## Task list
a - From the Adafactor page, extract the passage starting at "Adafactor’s efficient memory" and ending at "to be optimized.".
b - List everyone the Adafactor page names as a steward.
c - According to the Adafactor page, who proposed the algorithm, and in what year?

## Document extract
+--

Adafactor

Author: Aolei Cao (ac3237), Ziyang Li (zl986), Junjia Liang (jl4439) (ChemE 6800 Fall 2024)

Stewards: Nathan Preuss, Wei-Han Chen, Tianqi Xiao, Guoqing Hu

Introduction

Adafactor is an efficient, adaptive learning rate optimization algorithm proposed by Noam Shazeer and Mitchell Stern in 2018. ¹

Unlike traditional Adam optimizers, Adafactor does not store complete second-order moment matrices. Instead, it employs a factorization approach that only maintains gradient statistics for the rows and columns of parameter matrices, significantly reducing memory usage. Moreover, Adafactor uses an adaptive learning rate, allowing it to dynamically adjust step sizes without the need for manually setting a global learning rate or relying heavily on hyperparameter tuning. Its design also defaults to not performing bias correction, yet it remains stable in scenarios involving large-batch training data.¹ This efficiency makes it an ideal choice for training ultra-large-scale models such as T5.²

Adafactor’s efficient memory usage and outstanding performance make it widely applicable in scenarios such as Natural Language Processing (NLP).² Compared to the Adam optimizer, Adafactor significantly reduces memory and computational resource requirements while maintaining comparable performance when training large-scale language models and vision models. ^3,6

Problem formulation

1. Objective

Minimize the loss function $$ f(x) $$ , where $x \in R^n$ and $$ x $$ is the weight vector to be optimized.

+--

## Data lines
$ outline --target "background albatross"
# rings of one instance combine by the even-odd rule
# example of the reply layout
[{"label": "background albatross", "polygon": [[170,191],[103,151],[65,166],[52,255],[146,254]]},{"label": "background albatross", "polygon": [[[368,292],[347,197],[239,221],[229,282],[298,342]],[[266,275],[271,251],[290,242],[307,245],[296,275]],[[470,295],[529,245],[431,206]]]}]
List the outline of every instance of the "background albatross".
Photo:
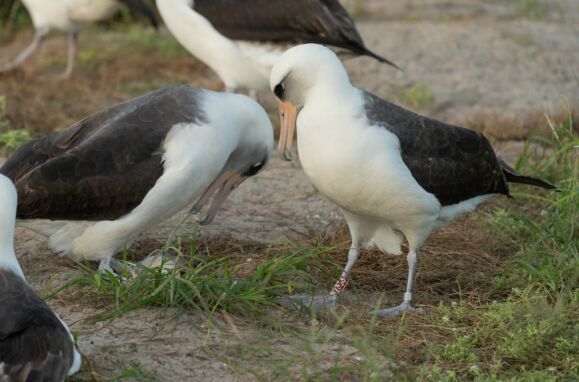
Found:
[{"label": "background albatross", "polygon": [[16,189],[0,174],[0,381],[64,381],[80,369],[66,324],[26,283],[14,254]]},{"label": "background albatross", "polygon": [[76,56],[78,33],[84,24],[101,21],[112,16],[126,4],[143,13],[157,28],[155,14],[143,0],[22,0],[30,13],[36,34],[32,43],[10,63],[0,65],[0,73],[22,65],[42,45],[51,30],[68,33],[68,61],[61,78],[71,76]]},{"label": "background albatross", "polygon": [[338,0],[156,1],[173,36],[229,92],[266,90],[271,67],[289,44],[325,44],[395,66],[364,45]]},{"label": "background albatross", "polygon": [[331,303],[348,284],[362,246],[400,255],[403,235],[409,246],[404,300],[375,313],[412,311],[418,251],[434,229],[493,195],[509,195],[507,182],[554,188],[517,174],[482,134],[353,87],[338,57],[323,46],[302,45],[284,53],[270,86],[280,100],[284,158],[289,159],[297,124],[304,171],[348,221],[352,247]]},{"label": "background albatross", "polygon": [[18,189],[19,224],[110,269],[116,252],[197,197],[195,212],[215,194],[211,222],[272,148],[271,122],[251,98],[176,86],[29,142],[0,173]]}]

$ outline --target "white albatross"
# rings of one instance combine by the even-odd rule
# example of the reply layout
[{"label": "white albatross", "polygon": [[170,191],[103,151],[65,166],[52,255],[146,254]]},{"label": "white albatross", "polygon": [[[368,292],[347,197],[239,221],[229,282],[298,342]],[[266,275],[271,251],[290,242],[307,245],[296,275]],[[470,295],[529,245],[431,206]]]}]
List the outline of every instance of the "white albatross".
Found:
[{"label": "white albatross", "polygon": [[267,90],[271,68],[288,45],[319,43],[370,51],[338,0],[156,0],[169,31],[213,69],[228,92]]},{"label": "white albatross", "polygon": [[74,69],[78,33],[83,25],[101,21],[112,16],[121,4],[143,13],[156,28],[154,13],[143,0],[22,0],[30,13],[36,30],[32,43],[11,62],[0,65],[0,73],[14,70],[28,60],[52,30],[68,33],[68,60],[60,78],[69,78]]},{"label": "white albatross", "polygon": [[19,193],[18,224],[75,260],[112,256],[198,199],[202,224],[273,150],[267,113],[251,98],[173,86],[110,107],[29,142],[0,168]]},{"label": "white albatross", "polygon": [[64,381],[81,366],[68,326],[34,293],[14,253],[16,189],[0,174],[0,381]]},{"label": "white albatross", "polygon": [[341,207],[352,236],[348,262],[328,296],[346,287],[360,248],[400,255],[408,242],[402,304],[375,313],[413,310],[419,249],[436,228],[493,195],[507,182],[547,189],[499,159],[480,133],[422,117],[353,87],[336,55],[315,44],[288,50],[270,86],[280,100],[279,148],[285,159],[297,124],[300,161],[313,185]]}]

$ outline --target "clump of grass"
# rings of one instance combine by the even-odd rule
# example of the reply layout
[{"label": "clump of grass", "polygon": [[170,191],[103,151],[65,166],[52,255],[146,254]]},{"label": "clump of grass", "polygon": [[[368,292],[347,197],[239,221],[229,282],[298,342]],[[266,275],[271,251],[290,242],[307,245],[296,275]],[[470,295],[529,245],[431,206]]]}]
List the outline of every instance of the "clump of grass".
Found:
[{"label": "clump of grass", "polygon": [[418,82],[400,92],[400,100],[413,109],[422,109],[434,103],[434,92],[428,84]]},{"label": "clump of grass", "polygon": [[[496,235],[515,253],[511,284],[518,281],[557,295],[579,282],[579,136],[572,118],[552,129],[550,138],[529,141],[516,167],[551,180],[560,192],[515,190],[521,207],[499,209],[491,221]],[[536,159],[538,154],[542,159]]]},{"label": "clump of grass", "polygon": [[6,118],[6,98],[0,96],[0,147],[13,151],[30,139],[32,137],[26,130],[10,130],[10,123]]},{"label": "clump of grass", "polygon": [[517,11],[531,20],[542,20],[547,15],[549,7],[540,0],[519,0]]},{"label": "clump of grass", "polygon": [[[228,254],[208,258],[199,254],[195,243],[186,249],[167,245],[159,253],[176,254],[179,266],[141,267],[134,275],[128,269],[119,276],[82,266],[83,274],[65,288],[84,286],[111,300],[113,307],[95,317],[106,320],[146,307],[180,308],[211,316],[226,311],[242,317],[256,317],[275,305],[276,298],[295,291],[312,291],[312,276],[327,273],[318,255],[320,249],[274,253],[246,274],[248,263]],[[241,262],[240,262],[241,261]]]},{"label": "clump of grass", "polygon": [[[491,224],[511,265],[498,280],[506,301],[440,306],[431,325],[450,340],[435,345],[421,380],[528,381],[579,373],[577,207],[579,137],[575,122],[532,139],[517,163],[560,192],[514,190],[517,203],[497,210]],[[522,189],[522,188],[521,188]],[[527,190],[527,189],[525,189]]]}]

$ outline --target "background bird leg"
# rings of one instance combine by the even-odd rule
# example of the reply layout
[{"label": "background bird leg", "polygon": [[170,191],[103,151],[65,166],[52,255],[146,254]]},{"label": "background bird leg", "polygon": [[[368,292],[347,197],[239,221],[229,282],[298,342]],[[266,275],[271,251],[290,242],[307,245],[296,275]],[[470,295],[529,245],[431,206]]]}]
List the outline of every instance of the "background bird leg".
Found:
[{"label": "background bird leg", "polygon": [[66,61],[66,69],[64,69],[64,72],[58,76],[59,79],[65,80],[70,78],[72,75],[72,71],[74,70],[74,60],[76,58],[78,32],[78,29],[75,29],[68,34],[68,59]]},{"label": "background bird leg", "polygon": [[43,28],[36,31],[34,39],[22,52],[20,52],[12,62],[0,66],[0,72],[8,72],[14,70],[28,60],[36,50],[42,45],[50,29]]}]

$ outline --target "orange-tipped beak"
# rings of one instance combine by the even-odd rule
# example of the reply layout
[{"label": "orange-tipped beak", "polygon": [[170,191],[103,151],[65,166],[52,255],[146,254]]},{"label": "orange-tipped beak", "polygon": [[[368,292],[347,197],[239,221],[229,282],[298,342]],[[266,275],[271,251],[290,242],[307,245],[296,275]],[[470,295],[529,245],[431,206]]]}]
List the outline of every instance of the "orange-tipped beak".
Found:
[{"label": "orange-tipped beak", "polygon": [[292,143],[294,141],[294,133],[296,131],[296,123],[298,119],[298,109],[291,102],[279,102],[279,145],[278,151],[281,152],[281,157],[284,160],[290,161]]},{"label": "orange-tipped beak", "polygon": [[219,207],[221,207],[221,204],[223,204],[225,199],[227,199],[231,191],[235,190],[245,179],[247,179],[247,177],[238,172],[229,170],[224,171],[220,176],[218,176],[217,179],[207,187],[207,190],[205,190],[203,195],[199,198],[199,201],[195,203],[191,209],[191,213],[193,214],[201,212],[211,196],[213,196],[211,206],[205,214],[205,217],[200,220],[199,224],[207,225],[211,223],[215,218]]}]

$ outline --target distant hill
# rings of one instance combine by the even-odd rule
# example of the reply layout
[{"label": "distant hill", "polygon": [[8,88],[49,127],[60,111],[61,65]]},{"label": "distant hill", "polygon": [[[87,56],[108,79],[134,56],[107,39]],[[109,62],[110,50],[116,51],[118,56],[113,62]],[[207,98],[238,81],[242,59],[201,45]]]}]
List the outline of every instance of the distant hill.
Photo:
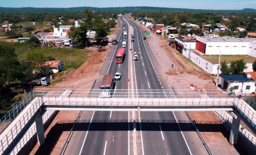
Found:
[{"label": "distant hill", "polygon": [[84,11],[85,9],[98,11],[111,10],[113,11],[123,11],[125,12],[133,12],[136,11],[226,11],[255,12],[256,10],[253,9],[245,8],[240,10],[212,10],[192,9],[190,9],[174,8],[150,7],[129,7],[109,8],[97,8],[83,7],[68,8],[3,8],[0,7],[0,12],[56,12],[62,11],[77,12]]},{"label": "distant hill", "polygon": [[250,9],[249,8],[246,8],[245,9],[243,9],[242,10],[243,11],[246,11],[248,12],[250,12],[252,11],[256,11],[256,10],[255,10],[253,9]]}]

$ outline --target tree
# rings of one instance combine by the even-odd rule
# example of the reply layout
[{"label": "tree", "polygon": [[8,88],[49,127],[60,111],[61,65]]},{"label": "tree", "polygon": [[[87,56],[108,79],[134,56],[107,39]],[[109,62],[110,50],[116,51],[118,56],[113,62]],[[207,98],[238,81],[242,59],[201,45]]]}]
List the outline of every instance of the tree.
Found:
[{"label": "tree", "polygon": [[36,37],[32,36],[28,40],[28,42],[30,45],[30,47],[36,47],[40,46],[40,41]]},{"label": "tree", "polygon": [[94,30],[96,32],[95,38],[96,42],[100,43],[103,38],[107,35],[108,27],[100,16],[97,16],[95,19]]},{"label": "tree", "polygon": [[[44,54],[40,52],[34,52],[29,53],[27,55],[26,60],[29,63],[34,77],[38,78],[41,77],[49,76],[51,67],[45,65],[46,58]],[[29,73],[30,74],[30,73]]]},{"label": "tree", "polygon": [[256,60],[252,64],[252,69],[253,70],[253,71],[256,71]]},{"label": "tree", "polygon": [[78,27],[72,26],[70,28],[71,31],[68,33],[70,38],[73,38],[75,45],[79,48],[84,48],[88,39],[86,38],[87,30],[87,24],[85,23],[81,23]]},{"label": "tree", "polygon": [[244,72],[244,70],[248,67],[245,66],[246,63],[244,62],[243,59],[233,60],[230,63],[229,68],[233,74],[240,74]]},{"label": "tree", "polygon": [[222,74],[230,74],[231,72],[228,65],[225,61],[220,63],[220,71]]},{"label": "tree", "polygon": [[16,36],[16,33],[13,30],[11,30],[9,31],[7,30],[6,32],[5,33],[5,35],[8,37],[9,38],[15,38]]},{"label": "tree", "polygon": [[11,82],[23,77],[23,70],[15,49],[5,42],[0,44],[0,86],[9,88]]}]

+--

## Exercise responses
a -
Adafactor’s efficient memory usage and outstanding performance make it widely applicable in scenarios such as Natural Language Processing (NLP).² Compared to the Adam optimizer, Adafactor significantly reduces memory and computational resource requirements while maintaining comparable performance when training large-scale language models and vision models. ^3,6

Problem formulation

1. Objective

Minimize the loss function $$ f(x) $$ , where $x \in R^n$ and $$ x $$ is the weight vector to be optimized.

b - Nathan Preuss, Wei-Han Chen, Tianqi Xiao, Guoqing Hu

c - Noam Shazeer and Mitchell Stern, in 2018.